Written exercise: Extract the complete listing and repeat it word for word.

— begin Supplied material —

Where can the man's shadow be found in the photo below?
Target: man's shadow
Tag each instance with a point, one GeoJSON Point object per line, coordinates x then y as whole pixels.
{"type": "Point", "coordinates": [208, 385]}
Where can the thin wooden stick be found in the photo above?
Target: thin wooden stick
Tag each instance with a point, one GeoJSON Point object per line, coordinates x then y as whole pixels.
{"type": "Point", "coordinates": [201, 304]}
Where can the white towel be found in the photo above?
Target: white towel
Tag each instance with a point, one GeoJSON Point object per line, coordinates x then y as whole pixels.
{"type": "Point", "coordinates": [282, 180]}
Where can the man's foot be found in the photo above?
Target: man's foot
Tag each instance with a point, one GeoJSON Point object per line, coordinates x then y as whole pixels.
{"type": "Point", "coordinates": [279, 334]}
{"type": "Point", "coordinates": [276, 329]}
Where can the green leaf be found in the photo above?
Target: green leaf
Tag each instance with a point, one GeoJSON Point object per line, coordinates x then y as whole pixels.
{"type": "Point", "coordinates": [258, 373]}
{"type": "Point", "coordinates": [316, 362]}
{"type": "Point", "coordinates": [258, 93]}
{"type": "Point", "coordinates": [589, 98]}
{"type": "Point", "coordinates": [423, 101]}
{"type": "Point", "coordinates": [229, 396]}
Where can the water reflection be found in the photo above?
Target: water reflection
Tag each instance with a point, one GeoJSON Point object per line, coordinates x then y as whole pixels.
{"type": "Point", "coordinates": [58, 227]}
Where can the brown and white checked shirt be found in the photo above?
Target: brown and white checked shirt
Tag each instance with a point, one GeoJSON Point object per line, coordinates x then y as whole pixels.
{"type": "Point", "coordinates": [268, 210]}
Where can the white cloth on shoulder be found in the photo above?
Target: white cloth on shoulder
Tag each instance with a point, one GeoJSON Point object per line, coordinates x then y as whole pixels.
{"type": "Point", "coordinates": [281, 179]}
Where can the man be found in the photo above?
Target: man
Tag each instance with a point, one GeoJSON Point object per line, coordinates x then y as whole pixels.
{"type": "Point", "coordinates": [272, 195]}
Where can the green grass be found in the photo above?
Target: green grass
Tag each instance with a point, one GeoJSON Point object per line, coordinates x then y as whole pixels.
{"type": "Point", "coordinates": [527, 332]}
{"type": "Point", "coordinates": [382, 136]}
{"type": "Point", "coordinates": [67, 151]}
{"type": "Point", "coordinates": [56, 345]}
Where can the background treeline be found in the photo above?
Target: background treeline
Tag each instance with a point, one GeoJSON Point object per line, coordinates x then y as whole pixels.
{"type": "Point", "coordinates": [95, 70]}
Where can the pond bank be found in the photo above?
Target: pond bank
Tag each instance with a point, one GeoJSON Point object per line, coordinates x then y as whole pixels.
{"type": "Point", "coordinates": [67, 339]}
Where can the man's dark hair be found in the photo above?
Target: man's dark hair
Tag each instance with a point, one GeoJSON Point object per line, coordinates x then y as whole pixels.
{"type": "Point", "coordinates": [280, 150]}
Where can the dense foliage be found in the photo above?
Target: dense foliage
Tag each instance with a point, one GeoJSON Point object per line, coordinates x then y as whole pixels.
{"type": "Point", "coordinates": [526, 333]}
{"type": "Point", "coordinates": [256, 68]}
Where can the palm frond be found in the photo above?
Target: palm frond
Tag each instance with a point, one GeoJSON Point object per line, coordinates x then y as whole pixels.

— end Supplied material —

Exercise output:
Where can the man's shadow be found in the photo below?
Target: man's shadow
Tag each instance with a point, one GeoJSON Point object per line, coordinates x then y as whole pixels.
{"type": "Point", "coordinates": [208, 385]}
Where can the thin wooden stick be found in the photo above?
Target: thin wooden stick
Tag each instance with a point, one GeoJSON Point object per line, coordinates x then y as whole pixels.
{"type": "Point", "coordinates": [201, 304]}
Where can the white towel be found in the photo above?
Target: white towel
Tag each instance with a point, one GeoJSON Point object per line, coordinates x then y as whole pixels.
{"type": "Point", "coordinates": [282, 180]}
Where can the man's foot be found in the photo above?
Target: man's foot
Tag each instance with a point, one GeoJSON Point object per line, coordinates x then y as whole pixels.
{"type": "Point", "coordinates": [279, 334]}
{"type": "Point", "coordinates": [276, 329]}
Where can the green leaf be found in the photo above?
Target: green leaf
Tag each instance with a point, one GeoJSON Point object per line, coordinates x then y as whole pixels.
{"type": "Point", "coordinates": [258, 373]}
{"type": "Point", "coordinates": [316, 362]}
{"type": "Point", "coordinates": [258, 93]}
{"type": "Point", "coordinates": [589, 98]}
{"type": "Point", "coordinates": [423, 101]}
{"type": "Point", "coordinates": [229, 396]}
Where can the water reflection be found in the photo above?
Target: water reflection
Tag each instance with a point, one GeoJSON Point object per line, coordinates x then y as whole pixels.
{"type": "Point", "coordinates": [58, 227]}
Where can the brown and white checked shirt be found in the photo above?
Target: brown and white checked shirt
Tag each instance with a point, one GeoJSON Point object per line, coordinates x then y as whole pixels.
{"type": "Point", "coordinates": [268, 210]}
Where can the white cloth on shoulder be found in the photo above?
Target: white cloth on shoulder
Tag each instance with a point, one GeoJSON Point object per line, coordinates x then y as whole pixels.
{"type": "Point", "coordinates": [281, 179]}
Where can the man be found in the photo above?
Target: man
Tag each instance with a point, one GeoJSON Point object per line, coordinates x then y as whole pixels.
{"type": "Point", "coordinates": [272, 195]}
Where can the green grass be found in the photo above?
Target: green grass
Tag each instance with a point, one GeoJSON Point object per line, coordinates x then y as whole pixels.
{"type": "Point", "coordinates": [527, 332]}
{"type": "Point", "coordinates": [382, 136]}
{"type": "Point", "coordinates": [67, 151]}
{"type": "Point", "coordinates": [56, 345]}
Where can the background treeline be found in the photo above?
Target: background treeline
Tag each instance with a point, one GeoJSON Point object per line, coordinates x then y as whole pixels.
{"type": "Point", "coordinates": [95, 70]}
Where can the pond bank be found in the photo above?
Target: pond bank
Tag each instance with a point, one GeoJSON Point object per line, coordinates x then y as whole pixels.
{"type": "Point", "coordinates": [67, 339]}
Where can the man's dark hair be found in the photo above?
Target: man's dark hair
Tag each instance with a point, one GeoJSON Point object per line, coordinates x then y as whole pixels.
{"type": "Point", "coordinates": [280, 150]}
Where can the dense foliage be found in the photo above?
Target: dense foliage
Tag each instance with a point, one GeoJSON Point object per line, coordinates x then y as whole pixels.
{"type": "Point", "coordinates": [526, 333]}
{"type": "Point", "coordinates": [256, 68]}
Where can the palm frond be found in the photo above?
Target: palm frond
Tag each instance with a point, one GeoJSON Point object per line, coordinates x then y as whole pixels.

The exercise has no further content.